Namazu, a giant catfish, and Kashima, a god of thunder and swords, feature large in these Japanese prints from the The Edo period (江戸時代, Edo jidai) or Tokugawa period (徳川時代, Tokugawa jidai), 1603 and 1868, when Japan was under the rule of the Tokugawa shogunate and the country’s 300 regional daimyō.
Often anthropomorphic, the namazu appear on both land and sea. One huge namazu was blamed for the Great Ansei Earthquake, a 7.0 earthquake that happened below Edo (now known as Tokyo) in November, 1855. The disaster resulted in the deaths of nearly 7,000 people and the destruction of some 14,000 homes. Just two days after the event colourful ukiyo-e woodblock prints depicting giant catfish went in sale.
Even though the namazu was held responsible for the disaster, many considered it a yonaoshi daimyōjin (god of “world rectification”), an “avenger of social injustice”. The rich had hoarded their wealth. But earthquakes disturbed their treasure troves and scattered money among the people.
As many as 400 different namazu-e prints were produced before the government grew worried by their increasing satirical themes. Within two months of their creation, namazu-e were banned and the woodblocks smashed.
This print claims to offer protection from earthquakes. The god Kashima and prostitutes from the Yoshiwara red-light district express their anger toward the catfish responsible for earthquakes.
The Namazu Legend
Legend had it that the giant Namazu lived underground, pinned by Kashmina beneath the foundation stone (a large rock known as kaname-ishi) of a local shrine. When Kashima went away at a gathering for various gods, he left Ebisu (god of fishing and commerce) in charge. Ebisu slept on the job (see lead image above). A namazu’s frenzied thrashing triggered the earthquake.
Kashima rushed home on horseback. Raijin, the thunder god, defecated drums. Large gold coins fall from the sky, symbolizing the redistribution of wealth from the greedy to the carpenters and builders who would rebuild the destroyed infrastructure, and the prostitutes they’d pay.
A mob of earthquake victims seeks revenge on a namazu and its children.
This print claims to prevent earthquake damage to one’s home if attached to the ceiling. It shows a group of remorseful catfish apologizing to the god Kashima for causing earthquakes while he was away.
Namazu are seen rescuing people from the rubble.
Daikoku, the popular god of wealth, restrains a namazu and showers people with money
Kashima restrains a namazu using the kaname-ishi rock
The god Kashima is pictured in the top right corner. The kaname-ishi rock, portrayed as a person, stands on the head of the catfish, while a crowd of people try to subdue the giant beast. The people on the left who are not helping subdue the catfish include construction workers and others who typically profit from earthquakes.
This print is a reference to the old Japanese saying, “The most frightening things are earthquakes, thunder, fires, and fathers.” Here, a namazu plays janken (paper-rock-scissors) with the gods of thunder and fire while an elderly man (father) looks on.

What to work on |
1. According to the text about namazu prints, why did many people regard the namazu as a god of "world rectification" even though it was blamed for the earthquake? Answer in one to three sentences.
2. In the text about namazu prints, how many different namazu-e prints were produced before the government stepped in?
3. Resume the text about namazu prints, starting after its final sentence.
The records have no connection to the text about namazu prints.

Extracted information |
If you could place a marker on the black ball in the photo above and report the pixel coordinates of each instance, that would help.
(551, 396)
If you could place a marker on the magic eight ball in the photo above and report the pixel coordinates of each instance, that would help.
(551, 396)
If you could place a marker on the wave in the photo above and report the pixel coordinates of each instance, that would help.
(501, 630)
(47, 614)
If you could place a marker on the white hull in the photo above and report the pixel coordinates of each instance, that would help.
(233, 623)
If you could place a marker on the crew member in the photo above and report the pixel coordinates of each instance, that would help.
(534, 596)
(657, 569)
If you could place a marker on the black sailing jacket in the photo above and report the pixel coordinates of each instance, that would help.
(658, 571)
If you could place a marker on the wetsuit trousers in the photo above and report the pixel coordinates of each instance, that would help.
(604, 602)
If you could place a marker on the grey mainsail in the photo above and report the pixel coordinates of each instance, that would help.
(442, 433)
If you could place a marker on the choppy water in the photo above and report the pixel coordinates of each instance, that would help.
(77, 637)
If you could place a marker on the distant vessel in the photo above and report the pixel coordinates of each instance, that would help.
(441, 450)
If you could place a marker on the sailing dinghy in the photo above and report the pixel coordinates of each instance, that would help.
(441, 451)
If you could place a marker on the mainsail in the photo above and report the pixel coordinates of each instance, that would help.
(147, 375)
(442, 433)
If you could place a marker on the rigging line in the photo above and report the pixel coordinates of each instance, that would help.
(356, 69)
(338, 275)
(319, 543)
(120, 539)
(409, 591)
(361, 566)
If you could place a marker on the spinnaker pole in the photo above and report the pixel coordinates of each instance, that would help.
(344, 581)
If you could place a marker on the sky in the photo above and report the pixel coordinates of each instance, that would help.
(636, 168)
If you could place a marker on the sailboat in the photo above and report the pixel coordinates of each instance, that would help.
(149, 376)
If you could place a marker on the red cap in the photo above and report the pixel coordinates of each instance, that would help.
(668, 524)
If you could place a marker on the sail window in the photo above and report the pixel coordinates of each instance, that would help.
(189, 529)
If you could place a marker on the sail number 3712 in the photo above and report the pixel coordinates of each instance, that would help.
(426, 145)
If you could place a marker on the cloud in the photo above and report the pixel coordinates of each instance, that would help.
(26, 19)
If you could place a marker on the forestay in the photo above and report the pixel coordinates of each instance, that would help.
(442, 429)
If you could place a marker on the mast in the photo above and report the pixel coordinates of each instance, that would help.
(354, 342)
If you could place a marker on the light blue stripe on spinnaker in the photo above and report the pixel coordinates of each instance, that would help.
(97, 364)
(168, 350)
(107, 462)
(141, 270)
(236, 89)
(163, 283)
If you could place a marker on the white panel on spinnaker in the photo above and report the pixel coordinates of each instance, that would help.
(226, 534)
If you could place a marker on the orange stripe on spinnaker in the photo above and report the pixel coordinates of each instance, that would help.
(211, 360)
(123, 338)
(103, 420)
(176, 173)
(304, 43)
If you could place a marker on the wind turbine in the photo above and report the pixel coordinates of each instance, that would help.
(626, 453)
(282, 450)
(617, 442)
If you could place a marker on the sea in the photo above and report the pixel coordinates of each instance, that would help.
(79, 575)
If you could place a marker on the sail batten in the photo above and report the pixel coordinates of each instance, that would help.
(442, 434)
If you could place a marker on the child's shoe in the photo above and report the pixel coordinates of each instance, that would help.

Task-by-task results |
1. The rich had hoarded their wealth, and earthquakes disturbed their treasure troves and scattered money among the people. This made the namazu seem like an avenger of social injustice.

2. As many as 400 different namazu-e prints were produced.

3.
The god Kashima stabs a namazu. The crowd of onlookers is divided into two groups. The people in the top half of the picture are labeled as “smiling” (those who benefit from the earthquake) and the people at the bottom are labeled as “weeping” (those who are harmed by the earthquake). The top group includes a carpenter, a plasterer, a lumber salesman, a blacksmith and a roofer, as well as an elite courtesan, an ordinary prostitute, a physician, and sellers of ready-to-eat foods. The bottom group includes a teahouse proprietor, an eel seller, various entertainers such as musicians, comedians and storytellers, a seller of luxury goods, a diamond seller, and a seller of imported goods.
A namazu punishing a rich man and a famous actor, illustrates a popular theory that the gods deliberately allowed the earthquake to happen in order to rectify some of the imbalances in the world.
Dragons And Divine Sex
Japanese folk explanations during the late eighteenth century attributed earthquakes to such things as: 1) the movement of a giant creature (an ox, a dragon/snake, or a giant fish) supporting the earth; 2) the movement of a deity or giant supporting the earth; 3) movement or shaking of a pillar or band supporting the earth; 4) the wild sex acts of male and female deities; and 5) careless movements of human ancestors. During the seventeenth and eighteenth centuries, the notion that a giant serpentine dragon moving under the earth caused the earth to shake was especially popular. This dragon gradually transformed into a giant namazu in the popular imagination.
– Gregory Smits, Shaking Up Japan
Catfish and construction workers partying in the Yoshiwara red-light district.
Carpenters, plasterers and roofers drinking and making merry in the Yoshiwara pleasure district while a namazu is restrained with a gourd.
Kashima using the kaname-ishi to subdue the namazu
Namazu is wrestled into submission and placed under the kaname-ishi rock
Mnamazu construction workers erecting the kanji character 平 (hira), which can symbolize “peace.”
A namazu tries to help a comrade escape from a trap by handing it a gourd. The image is a reference to the old Japanese expression “gourd and catfish” (meaning “slippery” or “elusive”).
People who profit from earthquakes make offerings to a namazu
Catching a catfish with a gourd by Kunisada Utagawa
Ebisu (god of fishing and commerce) apologizes to Kashima for falling asleep on the job after drinking. The catfish leader is also apologizing, saying it was the thoughtless ones that went wild.
Kashima has captured the catfish responsible for the major earthquakes in Shinshu, Edo, and Odawara. A carpenter, fireman, plasterer and roofer try to persuade the god to release the catfish, saying the creatures have apologized enough. The unforgiving Kashima sentences the fish to be cooked in a nabe stew.
This print shows a mother namazu chasing a mob of people who have kidnapped her two children. The message on the flag carried by a person in the crowd suggests they intend to grill and eat the young catfish.
In this print, Daikoku, the popular god of wealth, showers people with money while the god Kashima restrains a namazu.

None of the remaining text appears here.